▶ [Text provided]
The Energy of Thoughts and Words

by | Conscious Living, Print Articles, Winter 2024

Even before I became a practitioner of energy healing, I believed thoughts and words had energy and this energy could either cause blockages leading to disharmony or be employed to increase balance in our lives.

At a young age, I was introduced in Sunday school to the idea that what we think and say influences our experiences. This concept was reinforced in a teen church group; then, in my 20s, after graduating from college, I began to study metaphysics. I took Science of Mind classes, wherein we learned principles that we could consistently apply to effect personal change and then we practised using these ideas in our everyday living. One of the main principles that stuck with me was the ‘law of attraction’. It became clear that whenever I said or thought something like, “I’m not good at blank,” “I’m afraid of blank,” “or I have blank condition,” my thoughts were aligning to create or continue those outcomes in my life.

After three years of classes, the idea that thoughts can affect our lives, both positively and negatively, was firmly ingrained in my belief system. This study led to a life-long interest in healing and the connection between our minds and our bodies. I continued studying on my own, reading books by authors who had used the mind-body-spirit connection to create personal healing. I feel extremely blessed to have found these spiritual laws early on. I’ve used them as tools for creating harmony in my life for decades.

This teaching made a profound difference in 1990 when I went into labour more than two months before my due date. At that time, the closest neo-natal intensive care centre was a four-hour drive from our home. The moment my doctor started explaining what would give me the best chance of birthing a healthy baby — first transporting me by ambulance to the local airport, then by air medical transport to UCSF Medical Center in San Francisco — I began using the practices of positive affirmation and visualisation I had been taught.

This day and the weeks that followed were challenging. When I found out I would be flown to San Francisco, I couldn’t reach my husband, as this was prior to cellphones, but fortunately, he was found just in time to join me. My IV broke loose while the medics were loading me via a gurney onto the plane, and I remember seeing splatters of my blood on the ceiling. The medication I received so our son would not be born so soon didn’t have time to take effect. Then, after his emergency birth, doctors and nurses whisked him away before I was even able to hold him.

Allen was placed in an incubator in intensive care. I was discharged one and a half days later, but we had no place to stay, little money with us, no car and no clothes for me. My husband, who’s from Mexico, didn’t yet speak English, so once we secured lodging, I had to venture out in a taxi with him to rent a breast pump. I was wearing UCSF sweats he had hastily purchased. I’d always lived in a small town and this was downtown San Francisco. Right after a traumatic birth and during the weeks Allen stayed in the hospital, we needed to learn how to navigate that city.

▶ [Questions on the material]
1. From the article on thoughts and words above, write out the passage between "Allen was placed" and "navigate that city.", inclusive.
2. Answer these questions using the article on thoughts and words above.
(a) How many years of classes did the writer take before the idea that thoughts affect our lives became firmly ingrained?
(b) In what year did the writer go into labor more than two months before the due date?
(c) How long after the birth was the writer discharged?

[Region pointing data]
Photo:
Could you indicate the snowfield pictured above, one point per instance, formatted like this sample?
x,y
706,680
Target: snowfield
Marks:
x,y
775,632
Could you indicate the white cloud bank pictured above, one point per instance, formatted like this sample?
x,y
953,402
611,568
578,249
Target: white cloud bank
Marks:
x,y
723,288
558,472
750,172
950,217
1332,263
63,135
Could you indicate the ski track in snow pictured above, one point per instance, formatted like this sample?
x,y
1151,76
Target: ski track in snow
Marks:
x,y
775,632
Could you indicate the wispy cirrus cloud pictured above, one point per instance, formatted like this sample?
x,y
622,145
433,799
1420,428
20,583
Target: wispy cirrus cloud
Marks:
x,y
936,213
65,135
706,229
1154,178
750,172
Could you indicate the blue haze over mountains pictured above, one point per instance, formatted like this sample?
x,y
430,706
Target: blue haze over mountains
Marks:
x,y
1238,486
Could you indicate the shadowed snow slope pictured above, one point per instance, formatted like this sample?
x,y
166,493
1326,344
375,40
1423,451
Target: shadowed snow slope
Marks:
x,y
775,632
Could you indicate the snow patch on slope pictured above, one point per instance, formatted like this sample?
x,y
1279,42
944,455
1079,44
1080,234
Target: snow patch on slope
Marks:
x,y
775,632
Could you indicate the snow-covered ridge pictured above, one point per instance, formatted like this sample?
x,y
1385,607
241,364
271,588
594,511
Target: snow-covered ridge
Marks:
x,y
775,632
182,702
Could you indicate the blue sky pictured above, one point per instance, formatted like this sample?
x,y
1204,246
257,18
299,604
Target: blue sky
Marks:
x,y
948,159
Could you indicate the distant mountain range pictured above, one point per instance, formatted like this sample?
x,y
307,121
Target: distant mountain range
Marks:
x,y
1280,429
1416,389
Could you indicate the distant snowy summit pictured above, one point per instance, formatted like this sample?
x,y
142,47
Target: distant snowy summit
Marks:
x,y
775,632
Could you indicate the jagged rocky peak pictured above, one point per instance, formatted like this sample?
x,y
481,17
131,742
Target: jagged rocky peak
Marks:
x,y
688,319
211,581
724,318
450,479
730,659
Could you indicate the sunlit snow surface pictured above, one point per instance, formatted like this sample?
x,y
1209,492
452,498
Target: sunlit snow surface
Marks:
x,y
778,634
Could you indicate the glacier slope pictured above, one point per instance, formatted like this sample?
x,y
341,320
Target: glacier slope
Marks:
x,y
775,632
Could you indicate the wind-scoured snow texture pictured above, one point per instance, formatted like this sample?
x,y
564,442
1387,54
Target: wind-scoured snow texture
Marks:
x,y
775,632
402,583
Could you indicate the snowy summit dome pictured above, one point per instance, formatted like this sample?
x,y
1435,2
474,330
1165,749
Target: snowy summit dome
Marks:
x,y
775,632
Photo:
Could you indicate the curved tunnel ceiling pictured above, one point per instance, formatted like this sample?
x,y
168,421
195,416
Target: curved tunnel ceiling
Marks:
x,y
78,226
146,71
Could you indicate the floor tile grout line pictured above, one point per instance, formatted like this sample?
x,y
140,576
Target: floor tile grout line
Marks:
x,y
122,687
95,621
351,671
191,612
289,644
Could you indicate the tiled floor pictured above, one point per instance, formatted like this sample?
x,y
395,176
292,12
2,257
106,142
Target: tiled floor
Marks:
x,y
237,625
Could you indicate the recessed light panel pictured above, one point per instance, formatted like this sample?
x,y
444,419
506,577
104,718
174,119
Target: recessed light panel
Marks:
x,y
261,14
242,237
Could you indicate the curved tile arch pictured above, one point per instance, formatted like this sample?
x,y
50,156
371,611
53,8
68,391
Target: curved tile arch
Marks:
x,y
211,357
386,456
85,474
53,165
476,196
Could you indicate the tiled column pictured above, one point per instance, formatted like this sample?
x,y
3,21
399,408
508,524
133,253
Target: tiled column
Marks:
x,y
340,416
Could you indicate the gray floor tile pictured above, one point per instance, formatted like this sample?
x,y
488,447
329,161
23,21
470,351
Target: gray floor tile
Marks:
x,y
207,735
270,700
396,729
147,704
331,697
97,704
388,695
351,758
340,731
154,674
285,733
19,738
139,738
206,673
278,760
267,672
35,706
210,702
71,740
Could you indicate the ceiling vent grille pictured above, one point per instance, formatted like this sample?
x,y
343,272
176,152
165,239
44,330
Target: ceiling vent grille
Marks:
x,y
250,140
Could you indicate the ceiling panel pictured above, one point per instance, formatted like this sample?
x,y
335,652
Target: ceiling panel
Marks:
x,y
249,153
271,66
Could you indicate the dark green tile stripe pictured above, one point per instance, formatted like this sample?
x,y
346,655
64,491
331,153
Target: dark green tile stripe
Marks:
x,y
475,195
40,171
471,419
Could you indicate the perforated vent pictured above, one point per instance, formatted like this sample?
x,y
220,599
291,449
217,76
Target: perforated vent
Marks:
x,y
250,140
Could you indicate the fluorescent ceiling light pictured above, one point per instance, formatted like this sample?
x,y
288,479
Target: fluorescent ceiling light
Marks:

▶ [Responses to the exercise]
1.
Allen was placed in an incubator in intensive care. I was discharged one and a half days later, but we had no place to stay, little money with us, no car and no clothes for me. My husband, who’s from Mexico, didn’t yet speak English, so once we secured lodging, I had to venture out in a taxi with him to rent a breast pump. I was wearing UCSF sweats he had hastily purchased. I’d always lived in a small town and this was downtown San Francisco. Right after a traumatic birth and during the weeks Allen stayed in the hospital, we needed to learn how to navigate that city.

2.
(a) Three years.
(b) 1990.
(c) One and a half days later.